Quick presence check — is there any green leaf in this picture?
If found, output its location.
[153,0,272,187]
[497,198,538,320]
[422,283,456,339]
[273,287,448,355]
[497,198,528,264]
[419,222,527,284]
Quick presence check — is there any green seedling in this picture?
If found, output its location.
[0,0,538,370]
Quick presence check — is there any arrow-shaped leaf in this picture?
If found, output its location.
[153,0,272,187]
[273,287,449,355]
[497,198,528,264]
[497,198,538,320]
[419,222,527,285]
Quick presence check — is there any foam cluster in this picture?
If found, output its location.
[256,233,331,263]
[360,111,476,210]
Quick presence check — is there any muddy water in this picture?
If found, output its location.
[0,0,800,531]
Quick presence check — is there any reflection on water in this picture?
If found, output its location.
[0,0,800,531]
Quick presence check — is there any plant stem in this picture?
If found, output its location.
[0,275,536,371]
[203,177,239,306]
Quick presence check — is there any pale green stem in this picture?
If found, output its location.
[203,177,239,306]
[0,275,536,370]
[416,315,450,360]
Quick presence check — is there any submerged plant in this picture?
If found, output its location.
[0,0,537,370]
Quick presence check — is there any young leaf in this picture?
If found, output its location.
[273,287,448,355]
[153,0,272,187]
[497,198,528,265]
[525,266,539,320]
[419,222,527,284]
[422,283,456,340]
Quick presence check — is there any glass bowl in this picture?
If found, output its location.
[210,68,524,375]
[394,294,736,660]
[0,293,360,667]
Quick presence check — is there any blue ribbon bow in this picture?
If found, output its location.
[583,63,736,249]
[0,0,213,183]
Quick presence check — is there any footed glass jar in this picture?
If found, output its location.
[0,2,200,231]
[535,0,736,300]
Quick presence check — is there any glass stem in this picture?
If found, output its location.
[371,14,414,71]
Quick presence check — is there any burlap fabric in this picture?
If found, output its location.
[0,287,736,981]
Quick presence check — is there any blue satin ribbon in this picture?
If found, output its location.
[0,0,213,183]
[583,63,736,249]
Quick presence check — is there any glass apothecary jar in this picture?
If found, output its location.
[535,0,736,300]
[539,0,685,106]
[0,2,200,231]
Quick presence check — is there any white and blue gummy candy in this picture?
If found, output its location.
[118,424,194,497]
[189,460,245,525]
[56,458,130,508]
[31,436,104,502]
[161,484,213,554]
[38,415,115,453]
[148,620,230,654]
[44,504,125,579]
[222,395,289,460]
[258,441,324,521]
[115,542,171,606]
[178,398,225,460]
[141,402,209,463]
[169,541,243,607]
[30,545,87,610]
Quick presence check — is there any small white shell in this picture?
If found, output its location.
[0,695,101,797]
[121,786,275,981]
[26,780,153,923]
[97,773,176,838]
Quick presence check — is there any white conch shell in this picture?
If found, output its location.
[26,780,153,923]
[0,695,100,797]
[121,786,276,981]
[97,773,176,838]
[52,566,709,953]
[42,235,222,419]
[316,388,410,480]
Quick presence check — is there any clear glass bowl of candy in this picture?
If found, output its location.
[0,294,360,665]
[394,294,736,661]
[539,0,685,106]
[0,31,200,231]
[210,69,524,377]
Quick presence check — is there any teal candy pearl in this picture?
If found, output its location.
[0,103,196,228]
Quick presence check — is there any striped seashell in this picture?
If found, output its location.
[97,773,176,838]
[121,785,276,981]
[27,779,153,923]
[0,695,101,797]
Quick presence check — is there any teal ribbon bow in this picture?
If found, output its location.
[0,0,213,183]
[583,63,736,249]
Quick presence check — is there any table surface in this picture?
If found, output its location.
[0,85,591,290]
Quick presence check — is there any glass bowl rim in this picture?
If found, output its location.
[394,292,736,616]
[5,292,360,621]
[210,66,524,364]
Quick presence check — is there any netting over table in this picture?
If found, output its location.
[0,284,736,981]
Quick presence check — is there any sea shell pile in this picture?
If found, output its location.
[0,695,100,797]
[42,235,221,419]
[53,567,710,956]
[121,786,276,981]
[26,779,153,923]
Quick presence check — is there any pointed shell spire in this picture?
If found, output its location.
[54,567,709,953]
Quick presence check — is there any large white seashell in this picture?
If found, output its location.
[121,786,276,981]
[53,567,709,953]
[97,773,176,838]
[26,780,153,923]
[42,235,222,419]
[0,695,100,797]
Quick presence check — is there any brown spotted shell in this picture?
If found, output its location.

==============================

Swap "Quick presence check" for "Rapid presence check" everywhere in the material above, and write out the lines again with everything else unchanged.

Rapid presence check — is there any green leaf in this picture?
If found, output its location.
[153,0,272,187]
[497,198,538,320]
[422,283,456,339]
[273,287,448,355]
[497,198,528,264]
[419,222,527,284]
Rapid presence check — is there any green seedling in this picture?
If found, output its location.
[0,0,538,370]
Rapid presence check — is there any arrow-shaped leaf in this picture?
If found, output its location.
[153,0,272,187]
[273,287,449,355]
[497,198,528,264]
[497,198,538,320]
[419,222,527,285]
Rapid presence check — is there any foam cluster in this picture?
If found, output its location.
[256,233,331,263]
[360,111,476,210]
Rapid presence check — is there any muddy water in this picture?
If found, output its location.
[0,0,800,531]
Rapid presence check — is there any reflection on water in this picture?
If found, output its location.
[0,0,800,531]
Rapid presence check — is there any plant stem in this picture?
If found, output its location.
[0,275,536,371]
[203,177,239,306]
Rapid presence check — is there any pale green stem in this picture?
If found, output its location.
[203,177,239,306]
[0,275,536,370]
[416,315,450,360]
Rapid presence check — is there any submerged plant in this picture?
If found, output its location.
[0,0,537,370]
Rapid presence check — is there any young leaf in this picture?
If found, output its location.
[273,287,448,355]
[153,0,272,187]
[497,198,528,265]
[525,266,539,320]
[419,222,527,284]
[422,283,456,340]
Rapid presence check — is there any glass bowl in this picture?
If found, output its location.
[210,68,524,375]
[394,294,736,660]
[0,293,360,667]
Rapid presence check — is there any blue ribbon bow in this picture?
If found, output its location.
[583,63,736,249]
[0,0,213,183]
Rapid presence check — is there any footed glass jar in this picture?
If found, output its location.
[0,2,200,231]
[535,0,736,300]
Rapid presence check — is there any glass stem in this picture?
If found, output its location.
[371,14,414,71]
Rapid presence check — is there any burlap fabric in this picture?
If found, output its location.
[0,287,736,981]
Rapid presence check — is there any blue satin ribbon in this picture?
If found, output its location.
[0,0,213,183]
[583,63,736,249]
Rapid presence check — is there any glass apothecary jar in this picture?
If found, output its location.
[535,0,736,300]
[539,0,685,106]
[0,2,200,231]
Rapid presence check — is there any white and blue gummy candy in this picture?
If found, output its location.
[118,424,194,497]
[189,460,245,525]
[56,458,130,508]
[31,436,104,502]
[161,484,213,554]
[38,415,115,453]
[148,620,230,654]
[44,504,125,579]
[222,395,289,460]
[258,441,324,521]
[115,542,171,606]
[178,398,225,460]
[141,402,209,463]
[169,541,243,607]
[30,545,87,610]
Rapid presence check — is there any small white shell in this picture?
If found, output its location.
[0,695,101,797]
[121,786,275,981]
[26,780,153,923]
[97,773,176,838]
Rapid presence check — is there any white conch shell in this picture?
If found, output its location.
[26,780,153,923]
[0,695,100,797]
[121,786,276,981]
[97,773,176,838]
[52,566,709,953]
[42,235,222,419]
[316,388,410,480]
Rapid presence check — is there any clear glass bowl of candy in this picture?
If found, output its location.
[0,294,360,665]
[394,294,736,661]
[539,0,685,106]
[0,31,200,231]
[210,69,524,377]
Rapid presence check — is there any teal candy pearl in this picture?
If found, output its location.
[0,103,196,228]
Rapid presence check — is there any striped seashell in this picture?
If found, output its location.
[97,773,176,838]
[121,785,276,981]
[27,779,153,923]
[0,695,101,797]
Rapid presence check — is there any teal ribbon bow in this picture?
If found, output its location.
[0,0,213,183]
[583,63,736,249]
Rapid presence check — is there any table surface in this picture?
If found, output its location.
[0,85,591,290]
Rapid presence check — is there any glass bowl rim in this picture?
If found, output its location.
[394,292,736,616]
[5,292,360,621]
[210,66,524,364]
Rapid presence check — is there any netting over table in this picture?
If found, output its location.
[0,284,736,981]
Rapid presence check — is there any sea shell pile in this picture?
If found, output its location.
[0,695,100,797]
[42,235,221,419]
[53,567,710,956]
[121,786,276,981]
[26,779,153,923]
Rapid presence check — is there any pointed shell spire in this picture?
If found, output its location.
[54,567,709,953]
Rapid presence check — is there any large white seashell in this picture?
If found, output its location.
[121,786,276,981]
[53,567,709,953]
[97,773,176,838]
[26,780,153,923]
[42,235,222,419]
[0,695,100,797]
Rapid presence check — is there any brown spotted shell in this picture?
If found, output its location.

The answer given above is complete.